==== Exercise data

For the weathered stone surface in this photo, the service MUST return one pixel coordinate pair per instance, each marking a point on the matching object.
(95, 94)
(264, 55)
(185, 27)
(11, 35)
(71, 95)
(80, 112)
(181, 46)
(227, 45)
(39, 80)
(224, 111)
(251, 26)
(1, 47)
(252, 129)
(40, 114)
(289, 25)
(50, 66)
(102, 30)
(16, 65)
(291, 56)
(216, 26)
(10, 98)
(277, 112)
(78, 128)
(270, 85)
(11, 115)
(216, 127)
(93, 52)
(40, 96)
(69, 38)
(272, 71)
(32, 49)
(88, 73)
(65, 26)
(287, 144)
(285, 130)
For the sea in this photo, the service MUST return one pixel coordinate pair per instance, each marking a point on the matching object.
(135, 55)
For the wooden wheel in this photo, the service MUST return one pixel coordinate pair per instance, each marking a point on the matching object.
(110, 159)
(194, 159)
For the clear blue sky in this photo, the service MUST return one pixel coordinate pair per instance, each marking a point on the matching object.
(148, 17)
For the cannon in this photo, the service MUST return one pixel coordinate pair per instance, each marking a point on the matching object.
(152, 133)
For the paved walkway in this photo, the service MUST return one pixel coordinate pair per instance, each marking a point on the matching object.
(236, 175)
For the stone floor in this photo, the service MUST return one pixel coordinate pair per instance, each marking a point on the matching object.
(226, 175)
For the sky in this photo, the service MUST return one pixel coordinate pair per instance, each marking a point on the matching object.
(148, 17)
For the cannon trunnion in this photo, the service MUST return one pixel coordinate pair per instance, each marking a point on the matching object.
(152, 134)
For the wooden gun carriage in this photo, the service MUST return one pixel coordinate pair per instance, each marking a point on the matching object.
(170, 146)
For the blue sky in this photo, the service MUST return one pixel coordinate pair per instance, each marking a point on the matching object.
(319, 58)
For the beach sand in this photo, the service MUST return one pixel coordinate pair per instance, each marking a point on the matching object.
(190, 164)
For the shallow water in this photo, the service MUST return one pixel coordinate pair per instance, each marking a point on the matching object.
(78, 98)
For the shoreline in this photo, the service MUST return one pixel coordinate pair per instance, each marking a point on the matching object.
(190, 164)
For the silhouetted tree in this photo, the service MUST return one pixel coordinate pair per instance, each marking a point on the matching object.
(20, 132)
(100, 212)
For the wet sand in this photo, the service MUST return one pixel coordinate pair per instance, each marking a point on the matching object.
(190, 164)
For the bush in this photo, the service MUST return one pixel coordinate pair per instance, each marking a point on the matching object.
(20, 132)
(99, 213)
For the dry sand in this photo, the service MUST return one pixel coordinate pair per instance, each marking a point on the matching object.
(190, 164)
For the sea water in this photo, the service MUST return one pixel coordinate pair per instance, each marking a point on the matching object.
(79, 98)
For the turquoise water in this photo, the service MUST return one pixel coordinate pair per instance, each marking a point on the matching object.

========

Switch each "service" in the items above to "system" and leave everything else in every line unchanged.

For the weathered stone surface in this photo, the system MUST return one pixel coordinate pair per instance, each marking a point on the matching object.
(95, 94)
(264, 55)
(185, 27)
(11, 35)
(71, 95)
(80, 112)
(181, 46)
(227, 45)
(39, 80)
(224, 111)
(251, 26)
(1, 47)
(252, 129)
(40, 114)
(289, 25)
(50, 66)
(102, 30)
(16, 65)
(291, 56)
(216, 26)
(10, 98)
(277, 112)
(78, 128)
(270, 85)
(11, 115)
(216, 127)
(93, 52)
(40, 96)
(69, 38)
(272, 71)
(32, 49)
(88, 73)
(65, 26)
(287, 144)
(285, 130)
For the sea in this photo, the system MUST return one pixel coordinate pair per instance, each marking a point on the matching object.
(135, 55)
For the wooden wheel in this photo, the system MUST return one pixel coordinate pair per instance, each marking a point on the matching object.
(110, 159)
(194, 159)
For the clear blue sky in this photo, the system MUST return one pixel coordinate pair per instance, each marking a point on the matching object.
(148, 17)
For the cannon in this photo, the system MUST return one pixel coordinate pair per instance, each marking a point on the matching object.
(152, 133)
For the paved walkway in this photo, the system MUST return one pixel coordinate pair per instance, each marking a point on the matching object.
(236, 175)
For the stone floor in this photo, the system MUST return one pixel coordinate pair per instance, each marking a point on the matching object.
(226, 175)
For the sky in this photo, the system MUST return one pixel coordinate pair per instance, each marking a point on the matching object.
(148, 17)
For the cannon trunnion in this photo, the system MUST return one pixel coordinate pair per instance, each marking a point on the matching object.
(152, 134)
For the wooden gun carriage in this photo, the system MUST return one pixel coordinate pair per instance, each marking a point on the matching object.
(170, 146)
For the blue sky in this photo, the system MUST return one pixel coordinate pair per instance, each marking a point on the matching object.
(319, 58)
For the beach sand in this photo, the system MUST return one pixel coordinate pair per instance, each marking a point on the matching object.
(190, 164)
For the shallow water in this photo, the system MUST return one pixel coordinate pair per instance, each marking a point on the matching object.
(78, 98)
For the shoreline in this photo, the system MUST return one pixel coordinate pair per instance, each marking a point on the matching object.
(190, 164)
For the silhouetted tree in this photo, the system MUST return one pixel coordinate pair per instance, each marking a point on the matching object.
(20, 132)
(100, 212)
For the wet sand in this photo, the system MUST return one pixel coordinate pair per instance, each marking a point on the matching object.
(190, 164)
For the bush in this photo, the system MUST return one pixel coordinate pair per instance, each marking a point on the matching object.
(20, 132)
(99, 213)
For the dry sand in this photo, the system MUST return one pixel coordinate pair per instance, each marking a point on the matching object.
(190, 164)
For the sea water in this photo, the system MUST return one pixel coordinate pair per instance, each marking a point on the matching object.
(79, 98)
For the turquoise water in this photo, the system MUST return one pixel coordinate pair per instance, each marking a point on the matching object.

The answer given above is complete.